Document passage –
American rock supergroup A Perfect Circle has recorded material for four studio albums. The band's music is mostly written by the band's two core members and founders, guitarist Billy Howerdel and Tool vocalist Maynard James Keenan, the former writing the music, and the latter writing the lyrics and vocal melodies. However, due to the commitments of its participants, band membership has fluctuated over time, leading recordings to vary when it comes to performance credits. The original incarnation of the band included Paz Lenchantin on bass, Troy Van Leeuwen on guitar, and Josh Freese on drums; though Primus drummer Tim Alexander had briefly stood in as a drummer prior to Freese in the band's initial live shows prior to releasing any material. Band collaborator and producer Danny Lohner and Marilyn Manson bassist Jeordie White were also members for a short period in the early 2000s. The band's current lineup features former Smashing Pumpkins guitarist James Iha, bassist Matt McJunkins, and drummer Jeff Friedl, the latter two also being contributors to Keenan's Puscifer and Howerdel's Ashes Divide projects.

After forming in 1999, the band released their debut album, Mer de Noms in 2000, featuring three singles, "Judith", "The Hollow", and "3 Libras", all of which hit the top 20 of both the Billboard US Modern Rock and  Mainstream Rock charts, and helped propel the album to platinum sales four months after release. A follow up album, Thirteenth Step, was released in 2003, featured the band's best performing songs: "Weak and Powerless" topped the Mainstream and Modern Rock charts, "The Outsider", hit the top five in both, and both crossed over onto the all-format Billboard Hot 100 chart, at number 61 and 79 respectively. A third single, "Blue", also hit the top 20 of the Mainstream Rock chart. Initially planning to enter a hiatus after the second album, they stuck together to release a third album, a collection of radically re-worked, politically-motivated cover songs titled Emotive in time for the 2004 United States presidential election. Two singles came from the release, a cover of John Lennon's "Imagine" and "Passive", a song originating from the cancelled Tapeworm project with Trent Reznor of Nine Inch Nails.

Input for this task –
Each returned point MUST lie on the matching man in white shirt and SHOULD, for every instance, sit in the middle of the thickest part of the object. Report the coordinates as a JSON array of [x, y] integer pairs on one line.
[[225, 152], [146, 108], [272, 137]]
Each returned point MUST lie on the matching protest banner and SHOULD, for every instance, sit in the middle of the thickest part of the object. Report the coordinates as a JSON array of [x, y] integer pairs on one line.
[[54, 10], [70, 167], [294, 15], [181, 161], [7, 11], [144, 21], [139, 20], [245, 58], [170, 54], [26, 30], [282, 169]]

* * *

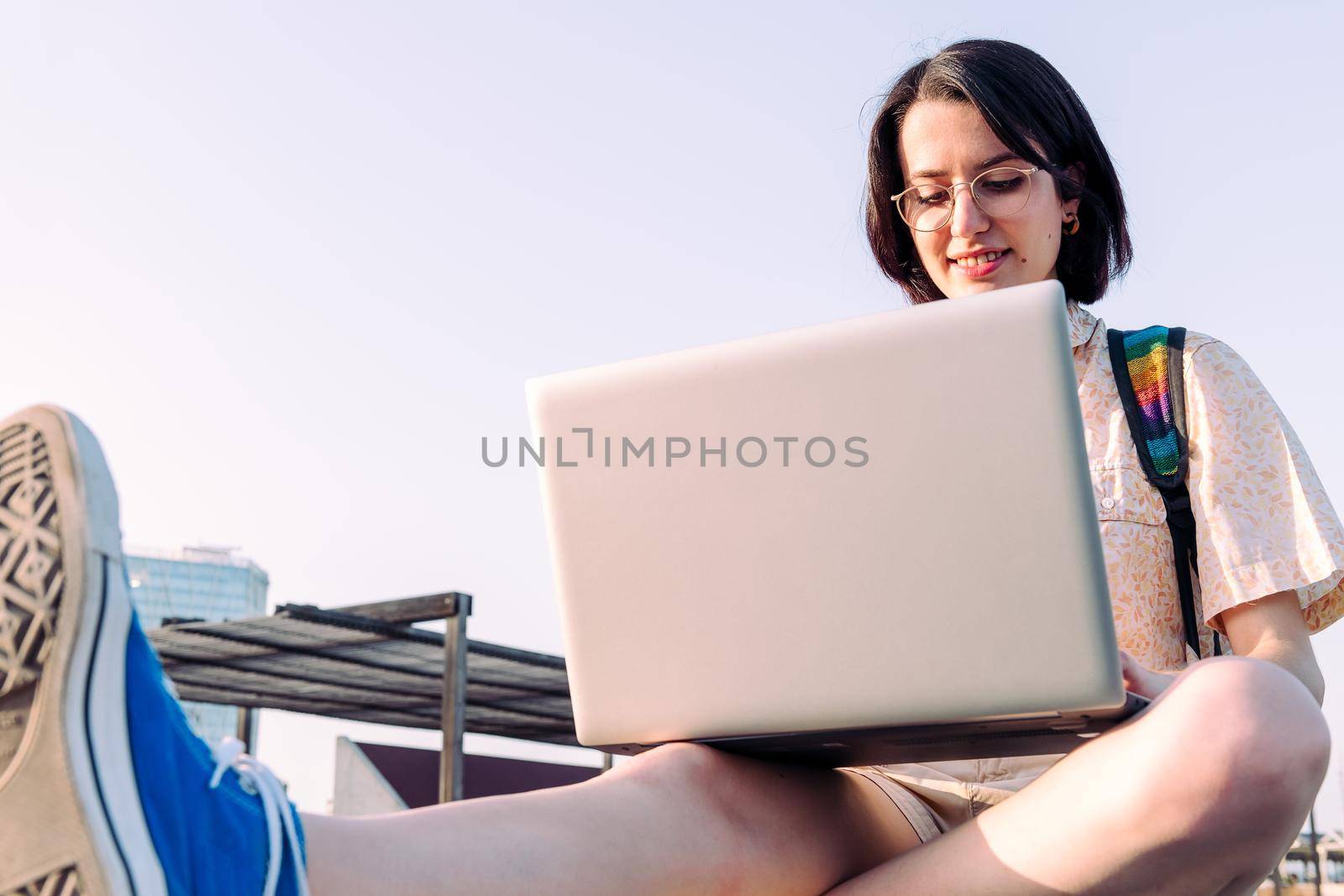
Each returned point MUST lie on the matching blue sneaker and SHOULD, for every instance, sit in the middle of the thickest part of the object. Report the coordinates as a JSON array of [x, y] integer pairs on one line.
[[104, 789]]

Given problem A –
Check each statement against the A Perfect Circle passage and answer yes or no, quoting the exact words of the passage that decide it.
(i) The band's debut album, Mer de Noms, came out in 2000.
(ii) Josh Freese drummed for the band before Tim Alexander did.
(iii) Billy Howerdel writes the band's lyrics.
Given problem B –
Please duplicate the entries from the line containing "Each returned point MUST lie on the matching protest" down to the line containing "30], [282, 169]]", with both of those lines included.

Answer A –
(i) Yes: "the band released their debut album, Mer de Noms in 2000"
(ii) No: "Primus drummer Tim Alexander had briefly stood in as a drummer prior to Freese"
(iii) No: "the former writing the music, and the latter writing the lyrics and vocal melodies"

Answer B –
Each returned point MUST lie on the matching protest banner and SHOULD, for every instance, sit in the middle of the thickest part of the object. Report the coordinates as a JSON array of [x, y] integer pairs on one line.
[[54, 10], [70, 167], [294, 15], [181, 161], [7, 11], [144, 21], [139, 20], [245, 58], [170, 54], [26, 30], [282, 169]]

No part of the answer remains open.